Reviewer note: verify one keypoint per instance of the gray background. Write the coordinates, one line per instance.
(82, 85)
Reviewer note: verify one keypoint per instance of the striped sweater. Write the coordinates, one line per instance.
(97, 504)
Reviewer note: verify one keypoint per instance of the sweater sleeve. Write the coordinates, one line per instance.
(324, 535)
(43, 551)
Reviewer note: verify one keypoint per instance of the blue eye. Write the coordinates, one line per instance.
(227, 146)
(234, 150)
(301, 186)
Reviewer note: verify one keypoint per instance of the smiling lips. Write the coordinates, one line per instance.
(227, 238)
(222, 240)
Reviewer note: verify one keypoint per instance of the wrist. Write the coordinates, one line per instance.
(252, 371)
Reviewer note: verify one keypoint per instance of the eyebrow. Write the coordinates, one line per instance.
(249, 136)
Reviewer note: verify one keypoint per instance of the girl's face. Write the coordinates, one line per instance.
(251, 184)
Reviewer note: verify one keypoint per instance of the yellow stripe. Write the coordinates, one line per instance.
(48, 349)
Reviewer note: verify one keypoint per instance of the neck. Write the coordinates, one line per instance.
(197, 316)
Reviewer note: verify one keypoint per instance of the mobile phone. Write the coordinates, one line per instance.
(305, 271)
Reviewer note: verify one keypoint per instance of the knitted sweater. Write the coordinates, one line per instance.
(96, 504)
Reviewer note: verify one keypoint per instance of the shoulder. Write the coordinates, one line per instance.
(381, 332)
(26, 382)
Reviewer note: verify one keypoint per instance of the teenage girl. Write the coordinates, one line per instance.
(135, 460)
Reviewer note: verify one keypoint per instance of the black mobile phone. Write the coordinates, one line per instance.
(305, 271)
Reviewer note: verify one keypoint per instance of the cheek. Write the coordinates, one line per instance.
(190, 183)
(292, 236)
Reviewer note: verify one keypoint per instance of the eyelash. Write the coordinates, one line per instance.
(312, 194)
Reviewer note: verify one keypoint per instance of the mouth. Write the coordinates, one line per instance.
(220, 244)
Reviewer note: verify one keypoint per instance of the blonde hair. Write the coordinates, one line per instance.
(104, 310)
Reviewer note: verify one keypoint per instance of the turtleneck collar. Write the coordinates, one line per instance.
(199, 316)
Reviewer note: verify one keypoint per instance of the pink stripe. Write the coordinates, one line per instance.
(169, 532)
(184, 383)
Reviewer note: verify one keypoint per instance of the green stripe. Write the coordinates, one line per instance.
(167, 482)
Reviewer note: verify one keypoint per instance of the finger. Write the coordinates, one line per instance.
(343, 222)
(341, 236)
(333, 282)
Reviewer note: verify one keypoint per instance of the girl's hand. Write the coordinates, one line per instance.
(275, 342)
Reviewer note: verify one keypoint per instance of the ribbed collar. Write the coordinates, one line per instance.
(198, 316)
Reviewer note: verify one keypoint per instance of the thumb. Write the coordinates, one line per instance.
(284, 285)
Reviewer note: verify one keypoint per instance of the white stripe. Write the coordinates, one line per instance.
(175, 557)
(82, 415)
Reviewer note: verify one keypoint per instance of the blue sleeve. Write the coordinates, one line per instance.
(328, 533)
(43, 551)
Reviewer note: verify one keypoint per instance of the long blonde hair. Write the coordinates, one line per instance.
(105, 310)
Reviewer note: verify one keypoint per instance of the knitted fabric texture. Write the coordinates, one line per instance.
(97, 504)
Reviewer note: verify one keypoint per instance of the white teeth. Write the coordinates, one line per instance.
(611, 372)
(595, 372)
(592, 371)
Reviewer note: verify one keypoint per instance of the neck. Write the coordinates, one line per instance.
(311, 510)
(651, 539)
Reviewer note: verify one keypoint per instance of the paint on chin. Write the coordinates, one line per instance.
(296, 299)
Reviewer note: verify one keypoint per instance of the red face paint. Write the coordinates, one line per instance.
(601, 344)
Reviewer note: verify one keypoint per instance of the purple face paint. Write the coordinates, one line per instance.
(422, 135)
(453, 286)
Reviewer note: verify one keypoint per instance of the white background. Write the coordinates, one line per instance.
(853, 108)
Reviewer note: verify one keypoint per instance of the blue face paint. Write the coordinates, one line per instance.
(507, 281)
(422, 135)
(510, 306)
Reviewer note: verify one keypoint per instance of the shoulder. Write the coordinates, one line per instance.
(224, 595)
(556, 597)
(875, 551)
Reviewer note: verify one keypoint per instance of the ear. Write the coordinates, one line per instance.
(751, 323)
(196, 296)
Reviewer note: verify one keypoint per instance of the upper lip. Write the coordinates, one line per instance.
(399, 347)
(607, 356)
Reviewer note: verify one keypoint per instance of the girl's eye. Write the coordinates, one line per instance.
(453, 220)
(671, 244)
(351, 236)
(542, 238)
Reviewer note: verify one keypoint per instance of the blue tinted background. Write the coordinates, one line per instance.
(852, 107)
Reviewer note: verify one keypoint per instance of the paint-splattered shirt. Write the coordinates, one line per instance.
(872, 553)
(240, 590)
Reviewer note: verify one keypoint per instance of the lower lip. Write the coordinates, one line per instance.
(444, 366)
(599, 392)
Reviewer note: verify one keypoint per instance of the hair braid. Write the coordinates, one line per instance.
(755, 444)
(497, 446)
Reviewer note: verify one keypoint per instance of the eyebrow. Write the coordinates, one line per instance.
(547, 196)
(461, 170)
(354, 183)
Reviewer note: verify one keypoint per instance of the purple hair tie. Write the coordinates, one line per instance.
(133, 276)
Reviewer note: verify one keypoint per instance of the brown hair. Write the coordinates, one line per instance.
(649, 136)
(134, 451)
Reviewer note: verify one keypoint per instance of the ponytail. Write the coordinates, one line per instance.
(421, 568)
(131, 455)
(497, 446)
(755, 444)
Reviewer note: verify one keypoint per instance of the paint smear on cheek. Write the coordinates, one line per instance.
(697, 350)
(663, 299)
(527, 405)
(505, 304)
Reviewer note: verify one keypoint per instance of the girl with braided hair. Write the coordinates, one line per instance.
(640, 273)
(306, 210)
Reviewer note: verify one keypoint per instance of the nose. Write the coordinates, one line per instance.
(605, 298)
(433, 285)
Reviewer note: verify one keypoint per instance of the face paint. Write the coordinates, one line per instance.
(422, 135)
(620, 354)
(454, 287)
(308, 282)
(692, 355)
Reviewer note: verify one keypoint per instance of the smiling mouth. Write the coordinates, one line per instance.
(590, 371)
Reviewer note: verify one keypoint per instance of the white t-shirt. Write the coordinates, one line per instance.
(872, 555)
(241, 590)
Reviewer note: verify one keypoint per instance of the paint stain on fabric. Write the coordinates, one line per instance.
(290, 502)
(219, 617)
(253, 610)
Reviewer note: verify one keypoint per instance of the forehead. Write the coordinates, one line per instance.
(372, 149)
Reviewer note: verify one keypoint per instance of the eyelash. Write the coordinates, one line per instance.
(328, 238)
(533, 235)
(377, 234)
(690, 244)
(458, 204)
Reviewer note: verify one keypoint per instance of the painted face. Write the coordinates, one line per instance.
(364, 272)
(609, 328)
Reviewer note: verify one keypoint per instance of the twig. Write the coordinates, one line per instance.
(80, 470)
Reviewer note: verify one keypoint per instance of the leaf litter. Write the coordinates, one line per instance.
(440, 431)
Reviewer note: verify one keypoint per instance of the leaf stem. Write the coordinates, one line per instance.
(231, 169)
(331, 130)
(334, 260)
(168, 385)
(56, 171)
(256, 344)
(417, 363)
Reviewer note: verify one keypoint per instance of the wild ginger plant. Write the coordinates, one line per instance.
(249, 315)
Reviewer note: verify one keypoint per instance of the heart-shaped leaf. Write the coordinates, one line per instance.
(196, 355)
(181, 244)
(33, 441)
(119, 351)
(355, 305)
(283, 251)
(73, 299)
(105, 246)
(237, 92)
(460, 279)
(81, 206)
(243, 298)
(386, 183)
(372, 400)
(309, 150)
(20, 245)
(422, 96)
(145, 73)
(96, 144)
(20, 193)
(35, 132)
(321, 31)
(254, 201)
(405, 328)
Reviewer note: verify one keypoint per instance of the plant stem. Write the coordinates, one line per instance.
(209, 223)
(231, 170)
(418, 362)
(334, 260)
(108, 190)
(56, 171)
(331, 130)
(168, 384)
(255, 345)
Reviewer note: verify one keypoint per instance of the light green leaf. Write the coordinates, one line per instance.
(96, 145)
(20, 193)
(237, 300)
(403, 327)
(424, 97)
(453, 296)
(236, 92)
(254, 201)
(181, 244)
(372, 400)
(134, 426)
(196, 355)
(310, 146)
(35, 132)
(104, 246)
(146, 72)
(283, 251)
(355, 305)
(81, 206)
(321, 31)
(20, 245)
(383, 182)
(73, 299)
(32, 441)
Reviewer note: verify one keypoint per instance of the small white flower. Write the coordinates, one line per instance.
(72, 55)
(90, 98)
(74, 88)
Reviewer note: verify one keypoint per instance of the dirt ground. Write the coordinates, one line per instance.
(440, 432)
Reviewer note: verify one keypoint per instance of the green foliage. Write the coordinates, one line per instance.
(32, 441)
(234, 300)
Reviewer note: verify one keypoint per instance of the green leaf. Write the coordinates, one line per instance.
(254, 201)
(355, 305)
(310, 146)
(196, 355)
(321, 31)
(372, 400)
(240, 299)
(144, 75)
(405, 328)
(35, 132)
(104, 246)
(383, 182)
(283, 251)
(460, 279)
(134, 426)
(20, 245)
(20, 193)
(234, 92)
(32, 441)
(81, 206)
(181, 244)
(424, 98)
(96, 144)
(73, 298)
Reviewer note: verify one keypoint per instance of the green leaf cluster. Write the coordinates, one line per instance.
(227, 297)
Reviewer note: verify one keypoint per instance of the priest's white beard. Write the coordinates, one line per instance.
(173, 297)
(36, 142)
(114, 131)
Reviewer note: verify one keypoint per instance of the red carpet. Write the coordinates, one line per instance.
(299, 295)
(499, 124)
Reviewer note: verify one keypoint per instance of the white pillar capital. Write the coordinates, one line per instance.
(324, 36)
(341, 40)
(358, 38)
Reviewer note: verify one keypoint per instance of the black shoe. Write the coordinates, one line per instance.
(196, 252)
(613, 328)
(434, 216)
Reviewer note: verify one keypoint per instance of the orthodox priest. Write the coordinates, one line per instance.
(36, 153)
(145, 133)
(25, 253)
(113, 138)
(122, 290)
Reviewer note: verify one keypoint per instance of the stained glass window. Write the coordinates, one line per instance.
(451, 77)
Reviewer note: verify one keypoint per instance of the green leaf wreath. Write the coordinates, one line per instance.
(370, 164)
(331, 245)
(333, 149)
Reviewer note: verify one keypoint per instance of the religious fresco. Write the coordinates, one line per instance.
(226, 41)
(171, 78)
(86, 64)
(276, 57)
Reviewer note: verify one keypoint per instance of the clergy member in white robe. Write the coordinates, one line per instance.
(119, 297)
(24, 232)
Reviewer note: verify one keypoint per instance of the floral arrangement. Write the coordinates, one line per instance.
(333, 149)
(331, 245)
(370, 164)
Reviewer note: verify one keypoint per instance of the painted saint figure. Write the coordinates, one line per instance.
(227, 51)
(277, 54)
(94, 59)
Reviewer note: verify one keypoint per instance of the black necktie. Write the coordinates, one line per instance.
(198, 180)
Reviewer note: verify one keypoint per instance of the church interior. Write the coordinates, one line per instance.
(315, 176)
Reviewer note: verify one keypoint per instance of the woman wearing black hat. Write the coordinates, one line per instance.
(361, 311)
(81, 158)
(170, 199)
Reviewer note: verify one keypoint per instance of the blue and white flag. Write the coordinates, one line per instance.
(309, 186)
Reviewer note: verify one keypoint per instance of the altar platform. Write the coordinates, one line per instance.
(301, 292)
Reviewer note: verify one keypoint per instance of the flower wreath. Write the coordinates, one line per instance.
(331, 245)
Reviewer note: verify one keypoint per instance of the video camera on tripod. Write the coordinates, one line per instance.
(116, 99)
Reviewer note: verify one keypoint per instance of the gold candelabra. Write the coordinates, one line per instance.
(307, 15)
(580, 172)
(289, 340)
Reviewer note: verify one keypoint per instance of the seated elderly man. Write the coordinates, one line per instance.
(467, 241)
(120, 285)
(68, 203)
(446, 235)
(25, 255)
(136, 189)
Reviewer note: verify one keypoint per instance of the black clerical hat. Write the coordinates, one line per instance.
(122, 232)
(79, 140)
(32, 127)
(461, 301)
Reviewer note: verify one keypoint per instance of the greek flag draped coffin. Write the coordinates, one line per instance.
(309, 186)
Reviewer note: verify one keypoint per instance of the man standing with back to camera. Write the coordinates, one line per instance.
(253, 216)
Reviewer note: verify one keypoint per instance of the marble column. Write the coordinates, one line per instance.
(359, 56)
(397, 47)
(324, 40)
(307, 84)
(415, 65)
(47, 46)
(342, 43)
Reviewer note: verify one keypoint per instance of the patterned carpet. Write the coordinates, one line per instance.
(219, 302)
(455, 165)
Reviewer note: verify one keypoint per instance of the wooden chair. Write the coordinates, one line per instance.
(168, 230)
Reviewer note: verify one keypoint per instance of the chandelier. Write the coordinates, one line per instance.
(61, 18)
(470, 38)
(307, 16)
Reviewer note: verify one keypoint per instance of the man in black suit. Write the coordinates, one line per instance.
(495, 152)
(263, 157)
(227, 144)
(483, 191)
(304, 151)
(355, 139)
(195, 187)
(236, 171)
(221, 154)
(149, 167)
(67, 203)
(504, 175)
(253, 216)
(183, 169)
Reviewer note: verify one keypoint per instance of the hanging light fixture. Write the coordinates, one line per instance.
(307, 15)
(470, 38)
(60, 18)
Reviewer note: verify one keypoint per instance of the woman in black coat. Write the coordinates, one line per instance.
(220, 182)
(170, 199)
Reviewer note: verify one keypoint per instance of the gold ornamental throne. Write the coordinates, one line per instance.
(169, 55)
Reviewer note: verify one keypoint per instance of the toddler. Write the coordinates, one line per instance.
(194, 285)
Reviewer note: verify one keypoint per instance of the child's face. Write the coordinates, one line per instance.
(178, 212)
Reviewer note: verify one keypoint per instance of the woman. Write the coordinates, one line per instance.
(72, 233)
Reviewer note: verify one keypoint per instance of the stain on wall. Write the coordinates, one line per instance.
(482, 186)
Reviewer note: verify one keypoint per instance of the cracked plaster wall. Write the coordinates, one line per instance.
============
Task - Restate word for word the lines from the one holding "throne. Write the coordinates, one line per instance." to the end of the listing, both ends included, and nothing more.

Worked solution -
Reviewer note: verify one keypoint per instance of the gold ornamental throne. Write the coordinates, one line per instance.
(169, 55)
Reviewer note: verify one keypoint per instance of the toddler. Write the coordinates, one line per instance.
(194, 285)
Reviewer note: verify one keypoint per instance of the child's face. Write the coordinates, one line per instance.
(178, 212)
Reviewer note: verify one keypoint per instance of the woman. Write the coordinates, one line per instance.
(72, 233)
Reviewer note: verify one keypoint per instance of the stain on wall. Write the coordinates, one line per instance.
(482, 186)
Reviewer note: verify one keypoint per instance of the cracked plaster wall. Write the coordinates, one line per instance.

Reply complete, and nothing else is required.